→ INSTRUCTIONS FOR THE TASK: Copy the listing below word for word, starting at the line that contains "Rules: pick out each instance of the ear" and ending after the line that contains "Rules: pick out each instance of the shoulder". Include both of those lines.

→ DATA PROVIDED:
+--
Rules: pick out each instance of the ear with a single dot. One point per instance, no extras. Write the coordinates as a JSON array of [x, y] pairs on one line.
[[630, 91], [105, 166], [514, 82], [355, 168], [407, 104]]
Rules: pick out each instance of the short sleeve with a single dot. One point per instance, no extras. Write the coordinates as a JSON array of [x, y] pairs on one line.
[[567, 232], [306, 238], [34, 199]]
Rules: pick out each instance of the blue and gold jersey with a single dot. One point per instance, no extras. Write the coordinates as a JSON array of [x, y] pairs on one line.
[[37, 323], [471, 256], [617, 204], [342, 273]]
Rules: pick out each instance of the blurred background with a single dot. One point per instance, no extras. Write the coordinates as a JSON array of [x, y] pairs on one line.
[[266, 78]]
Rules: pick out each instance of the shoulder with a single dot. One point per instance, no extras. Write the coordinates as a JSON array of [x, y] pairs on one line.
+--
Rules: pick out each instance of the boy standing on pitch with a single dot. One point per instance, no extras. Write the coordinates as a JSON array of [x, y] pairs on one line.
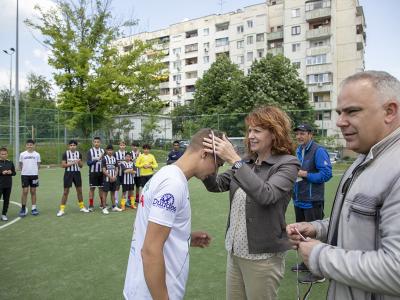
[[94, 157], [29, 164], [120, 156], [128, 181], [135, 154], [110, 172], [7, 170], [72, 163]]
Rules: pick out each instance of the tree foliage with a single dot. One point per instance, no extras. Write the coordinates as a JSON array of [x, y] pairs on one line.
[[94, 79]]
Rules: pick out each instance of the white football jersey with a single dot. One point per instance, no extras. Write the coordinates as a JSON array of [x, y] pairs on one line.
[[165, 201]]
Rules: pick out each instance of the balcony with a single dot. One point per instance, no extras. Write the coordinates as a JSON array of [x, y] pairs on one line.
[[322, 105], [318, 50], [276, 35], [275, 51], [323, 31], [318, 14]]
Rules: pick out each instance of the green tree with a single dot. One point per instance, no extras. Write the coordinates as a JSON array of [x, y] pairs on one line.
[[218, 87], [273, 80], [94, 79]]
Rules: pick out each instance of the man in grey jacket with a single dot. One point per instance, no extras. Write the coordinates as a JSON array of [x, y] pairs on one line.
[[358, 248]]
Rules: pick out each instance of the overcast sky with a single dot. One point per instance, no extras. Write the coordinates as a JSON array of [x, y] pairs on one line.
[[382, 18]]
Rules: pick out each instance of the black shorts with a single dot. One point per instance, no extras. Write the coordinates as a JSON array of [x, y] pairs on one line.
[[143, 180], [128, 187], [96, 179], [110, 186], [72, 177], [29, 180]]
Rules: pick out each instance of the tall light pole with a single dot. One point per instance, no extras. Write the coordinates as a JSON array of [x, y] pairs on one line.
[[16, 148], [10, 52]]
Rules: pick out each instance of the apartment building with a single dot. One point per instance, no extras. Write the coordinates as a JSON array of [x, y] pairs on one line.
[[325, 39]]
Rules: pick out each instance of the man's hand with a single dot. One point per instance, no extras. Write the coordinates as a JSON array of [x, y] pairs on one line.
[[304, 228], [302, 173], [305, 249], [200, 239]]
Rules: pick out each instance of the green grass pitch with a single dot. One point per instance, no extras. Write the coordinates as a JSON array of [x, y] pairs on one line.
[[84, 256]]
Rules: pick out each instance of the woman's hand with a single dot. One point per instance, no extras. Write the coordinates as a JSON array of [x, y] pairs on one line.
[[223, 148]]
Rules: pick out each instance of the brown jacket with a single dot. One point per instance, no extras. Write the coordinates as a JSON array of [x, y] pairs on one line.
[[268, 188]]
+--
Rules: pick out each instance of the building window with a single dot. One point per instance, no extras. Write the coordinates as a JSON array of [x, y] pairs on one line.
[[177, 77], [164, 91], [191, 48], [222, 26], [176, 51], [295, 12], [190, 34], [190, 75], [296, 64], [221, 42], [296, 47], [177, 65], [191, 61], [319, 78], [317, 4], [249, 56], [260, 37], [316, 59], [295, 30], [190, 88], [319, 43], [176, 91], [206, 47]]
+--
→ ANSWER FOR THE TASK:
Rules: pick out each instance of the ear with a single dot. One point per instance, no extras. Write the coordinates as a JSON array of [x, y] pairs on one line.
[[630, 91], [105, 166], [514, 82], [355, 168], [407, 104]]
Rules: pick out each instance of the short sleeve with a single dot. One point per instance, no extras. Write the coordinates as a JSON array of [x, y] pairs on one line.
[[567, 232], [306, 238], [34, 199]]
Rules: pick out each instance of the blue and gold jersey with a single dot. One point per instance, no extras. Write the coordinates as a JSON array of [x, y] pairs on one line.
[[37, 323], [471, 256], [617, 204], [342, 273]]
Rules: pick out each instance of the blurred background with a single dot. One point per instance, no extras. Write the coordinates as a JSON array of [x, y] pairs on one line.
[[266, 78]]
Rules: pick out each instance of the shoulder with a single dot. One point per instance, no extras. Write the coordinates as a JSON array of [x, y] pairs on one line.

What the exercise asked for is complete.